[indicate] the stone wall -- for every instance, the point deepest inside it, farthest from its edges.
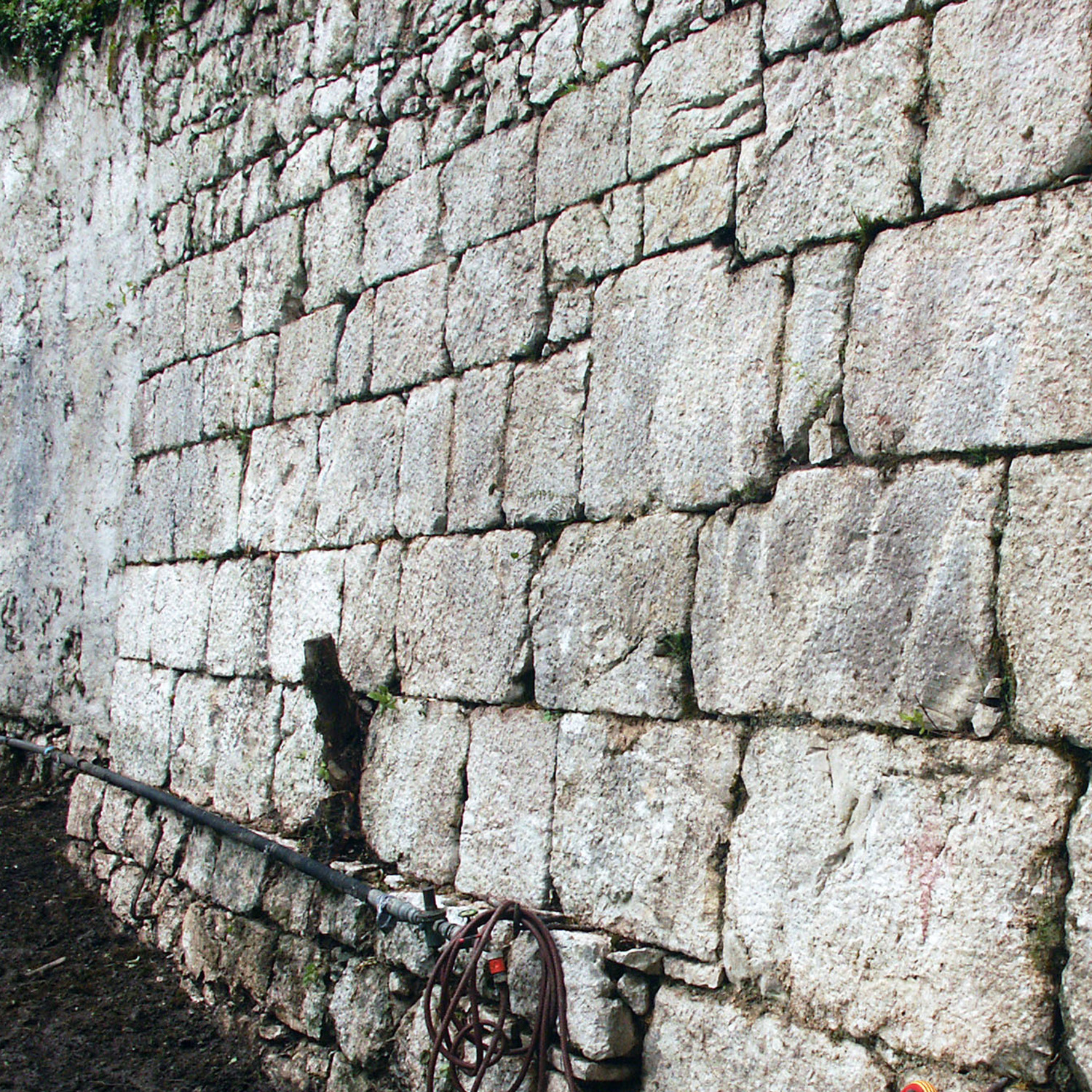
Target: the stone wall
(681, 421)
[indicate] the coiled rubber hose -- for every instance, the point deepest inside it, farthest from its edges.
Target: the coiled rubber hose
(472, 1042)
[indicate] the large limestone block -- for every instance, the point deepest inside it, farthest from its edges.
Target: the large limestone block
(422, 507)
(543, 447)
(945, 351)
(583, 141)
(641, 815)
(1009, 103)
(462, 624)
(852, 598)
(369, 606)
(683, 389)
(840, 146)
(488, 188)
(504, 851)
(141, 743)
(609, 612)
(279, 493)
(1045, 594)
(360, 450)
(412, 786)
(402, 231)
(408, 345)
(497, 304)
(305, 604)
(716, 1044)
(898, 887)
(699, 94)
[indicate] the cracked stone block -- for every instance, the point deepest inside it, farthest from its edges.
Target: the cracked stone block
(478, 449)
(840, 146)
(1009, 106)
(605, 609)
(408, 345)
(306, 603)
(582, 142)
(543, 447)
(497, 303)
(355, 349)
(462, 626)
(1045, 592)
(960, 360)
(238, 387)
(815, 336)
(587, 242)
(700, 94)
(422, 506)
(333, 244)
(403, 227)
(360, 1011)
(851, 598)
(504, 852)
(488, 188)
(898, 887)
(412, 786)
(690, 201)
(207, 499)
(305, 363)
(679, 342)
(664, 791)
(369, 607)
(718, 1045)
(181, 614)
(280, 495)
(360, 451)
(141, 742)
(238, 617)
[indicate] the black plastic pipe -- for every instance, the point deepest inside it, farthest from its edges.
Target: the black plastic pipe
(389, 908)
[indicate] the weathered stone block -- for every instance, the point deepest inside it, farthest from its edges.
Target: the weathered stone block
(587, 242)
(280, 500)
(946, 355)
(690, 201)
(305, 363)
(238, 617)
(829, 159)
(306, 603)
(1009, 108)
(543, 446)
(360, 450)
(141, 742)
(699, 94)
(333, 244)
(664, 792)
(412, 786)
(582, 142)
(895, 887)
(1045, 591)
(504, 852)
(850, 598)
(408, 330)
(462, 625)
(369, 607)
(679, 342)
(488, 188)
(815, 336)
(478, 449)
(403, 227)
(497, 301)
(716, 1045)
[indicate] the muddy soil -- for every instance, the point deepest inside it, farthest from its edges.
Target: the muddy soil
(109, 1017)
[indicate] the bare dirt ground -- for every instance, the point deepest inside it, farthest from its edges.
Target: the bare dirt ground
(109, 1017)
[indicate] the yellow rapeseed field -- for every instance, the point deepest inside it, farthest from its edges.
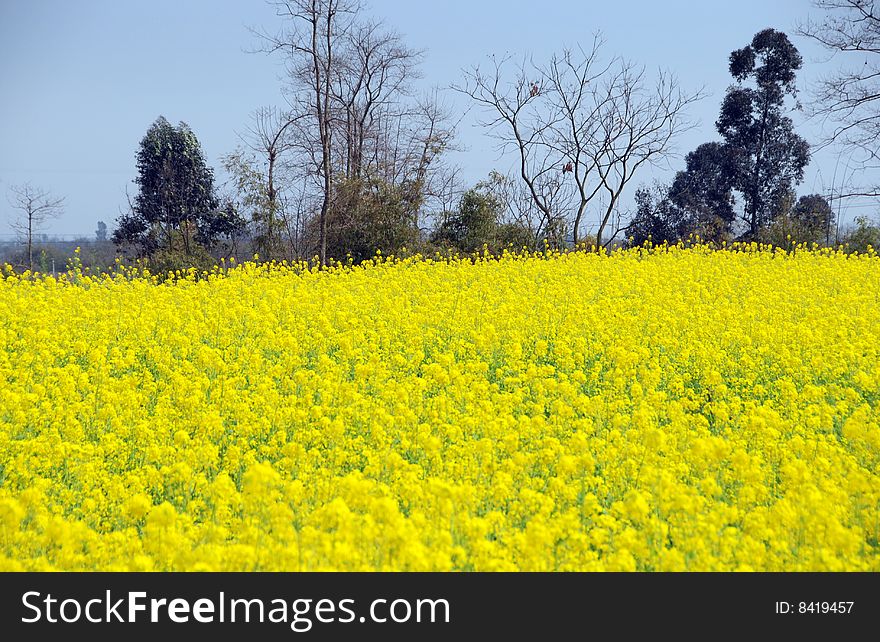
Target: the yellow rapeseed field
(674, 409)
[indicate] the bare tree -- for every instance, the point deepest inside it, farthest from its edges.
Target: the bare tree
(847, 102)
(35, 206)
(598, 122)
(313, 32)
(270, 136)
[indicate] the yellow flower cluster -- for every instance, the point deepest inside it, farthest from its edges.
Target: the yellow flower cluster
(667, 409)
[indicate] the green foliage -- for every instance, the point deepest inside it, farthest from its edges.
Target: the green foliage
(175, 199)
(701, 197)
(865, 234)
(477, 224)
(768, 156)
(474, 224)
(369, 215)
(255, 204)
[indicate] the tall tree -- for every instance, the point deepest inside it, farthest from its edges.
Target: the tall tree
(35, 206)
(357, 130)
(770, 157)
(175, 207)
(703, 192)
(580, 127)
(311, 41)
(849, 98)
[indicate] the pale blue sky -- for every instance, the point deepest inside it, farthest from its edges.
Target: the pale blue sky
(81, 81)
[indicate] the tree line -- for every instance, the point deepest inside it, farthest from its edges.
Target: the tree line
(357, 160)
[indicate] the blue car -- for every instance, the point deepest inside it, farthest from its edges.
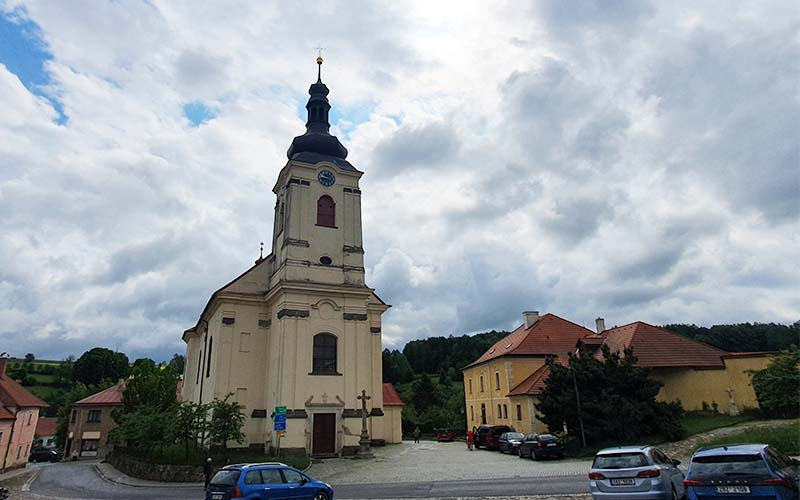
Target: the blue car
(267, 481)
(742, 471)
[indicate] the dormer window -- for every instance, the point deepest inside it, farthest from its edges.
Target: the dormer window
(326, 211)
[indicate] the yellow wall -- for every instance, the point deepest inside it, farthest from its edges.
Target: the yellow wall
(510, 371)
(692, 387)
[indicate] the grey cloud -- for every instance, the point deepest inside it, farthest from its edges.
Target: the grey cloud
(416, 147)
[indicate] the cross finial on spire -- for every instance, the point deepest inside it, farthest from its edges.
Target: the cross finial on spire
(319, 63)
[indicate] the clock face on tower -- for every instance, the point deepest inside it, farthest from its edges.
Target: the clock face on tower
(326, 178)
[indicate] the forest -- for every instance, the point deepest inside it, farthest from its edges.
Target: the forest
(427, 372)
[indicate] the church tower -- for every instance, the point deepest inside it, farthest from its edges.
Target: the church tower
(300, 329)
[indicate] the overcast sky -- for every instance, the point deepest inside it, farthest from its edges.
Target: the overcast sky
(628, 160)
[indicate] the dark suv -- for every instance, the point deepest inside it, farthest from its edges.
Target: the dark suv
(489, 436)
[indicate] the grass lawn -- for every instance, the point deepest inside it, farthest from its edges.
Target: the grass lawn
(697, 422)
(785, 438)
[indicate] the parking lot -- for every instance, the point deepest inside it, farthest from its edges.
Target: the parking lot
(432, 461)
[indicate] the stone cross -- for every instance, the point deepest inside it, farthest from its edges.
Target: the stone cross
(364, 442)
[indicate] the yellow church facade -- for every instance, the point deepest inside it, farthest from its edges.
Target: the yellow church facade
(503, 385)
(300, 329)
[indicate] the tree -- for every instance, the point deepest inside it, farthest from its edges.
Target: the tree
(100, 364)
(177, 363)
(226, 423)
(618, 399)
(776, 386)
(150, 385)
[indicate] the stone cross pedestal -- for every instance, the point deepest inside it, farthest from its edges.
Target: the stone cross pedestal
(364, 450)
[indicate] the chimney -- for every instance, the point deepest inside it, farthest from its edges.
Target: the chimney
(531, 317)
(600, 323)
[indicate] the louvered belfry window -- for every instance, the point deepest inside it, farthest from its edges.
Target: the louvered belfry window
(326, 211)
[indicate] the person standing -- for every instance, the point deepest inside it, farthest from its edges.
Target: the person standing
(207, 469)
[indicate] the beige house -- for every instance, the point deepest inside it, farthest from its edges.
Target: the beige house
(300, 328)
(90, 423)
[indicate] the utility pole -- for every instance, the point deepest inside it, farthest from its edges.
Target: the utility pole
(578, 400)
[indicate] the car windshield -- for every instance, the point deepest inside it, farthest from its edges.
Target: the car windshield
(225, 478)
(728, 466)
(620, 461)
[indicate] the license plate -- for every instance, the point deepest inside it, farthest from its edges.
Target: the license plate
(623, 482)
(733, 489)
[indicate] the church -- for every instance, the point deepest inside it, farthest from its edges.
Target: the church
(301, 329)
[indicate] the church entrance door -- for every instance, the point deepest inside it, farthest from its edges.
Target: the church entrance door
(324, 438)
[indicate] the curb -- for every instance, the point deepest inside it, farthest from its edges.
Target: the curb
(154, 484)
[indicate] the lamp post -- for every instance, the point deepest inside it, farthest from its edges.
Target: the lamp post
(578, 399)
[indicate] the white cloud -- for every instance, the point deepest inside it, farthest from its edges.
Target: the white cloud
(635, 162)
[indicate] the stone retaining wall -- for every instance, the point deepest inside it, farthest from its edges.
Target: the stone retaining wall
(155, 472)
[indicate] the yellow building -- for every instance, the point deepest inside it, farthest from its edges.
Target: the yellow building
(503, 385)
(301, 329)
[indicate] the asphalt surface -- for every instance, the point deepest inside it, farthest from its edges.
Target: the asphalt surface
(482, 488)
(80, 480)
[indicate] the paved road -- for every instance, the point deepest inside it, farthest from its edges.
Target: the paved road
(80, 480)
(482, 488)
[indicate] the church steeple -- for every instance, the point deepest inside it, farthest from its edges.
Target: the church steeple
(317, 138)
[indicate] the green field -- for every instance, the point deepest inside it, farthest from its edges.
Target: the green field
(784, 437)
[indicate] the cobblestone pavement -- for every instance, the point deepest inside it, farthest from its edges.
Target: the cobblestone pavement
(432, 461)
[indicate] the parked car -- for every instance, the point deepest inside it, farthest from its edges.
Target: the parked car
(509, 442)
(445, 435)
(44, 455)
(266, 480)
(746, 471)
(489, 436)
(538, 446)
(635, 472)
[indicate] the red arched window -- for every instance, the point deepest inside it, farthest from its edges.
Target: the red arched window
(326, 211)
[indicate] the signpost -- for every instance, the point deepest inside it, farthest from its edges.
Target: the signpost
(279, 425)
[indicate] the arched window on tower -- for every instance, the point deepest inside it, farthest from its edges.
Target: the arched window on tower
(324, 354)
(326, 211)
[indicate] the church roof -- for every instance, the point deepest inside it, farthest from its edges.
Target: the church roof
(658, 348)
(317, 139)
(108, 397)
(390, 396)
(13, 394)
(550, 335)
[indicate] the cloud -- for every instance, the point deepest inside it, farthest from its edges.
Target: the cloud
(636, 161)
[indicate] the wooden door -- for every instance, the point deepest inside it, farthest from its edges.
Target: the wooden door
(324, 438)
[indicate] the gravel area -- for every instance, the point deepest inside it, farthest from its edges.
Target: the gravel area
(432, 461)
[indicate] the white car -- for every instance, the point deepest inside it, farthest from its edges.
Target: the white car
(635, 472)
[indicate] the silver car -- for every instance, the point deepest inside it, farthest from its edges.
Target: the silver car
(636, 473)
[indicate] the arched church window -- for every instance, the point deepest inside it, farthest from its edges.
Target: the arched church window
(326, 211)
(324, 353)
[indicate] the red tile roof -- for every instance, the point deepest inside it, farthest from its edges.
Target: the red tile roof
(6, 415)
(551, 335)
(108, 397)
(656, 348)
(46, 426)
(13, 394)
(390, 396)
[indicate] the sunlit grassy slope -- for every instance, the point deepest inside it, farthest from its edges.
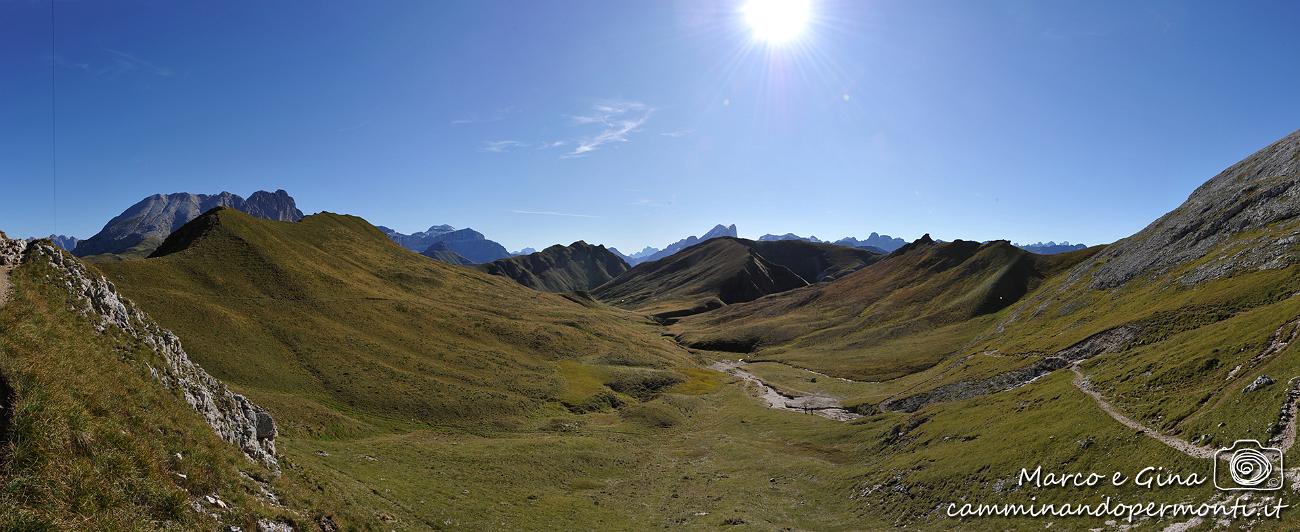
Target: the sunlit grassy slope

What is needed
If a line of the listing above contains "sunlit", pick it out and copy it.

Written response
[indicate] the sunlit grassy slope -- for every instance, the point deepest inside it, farthest from its edges.
Target: the sunlit grassy slope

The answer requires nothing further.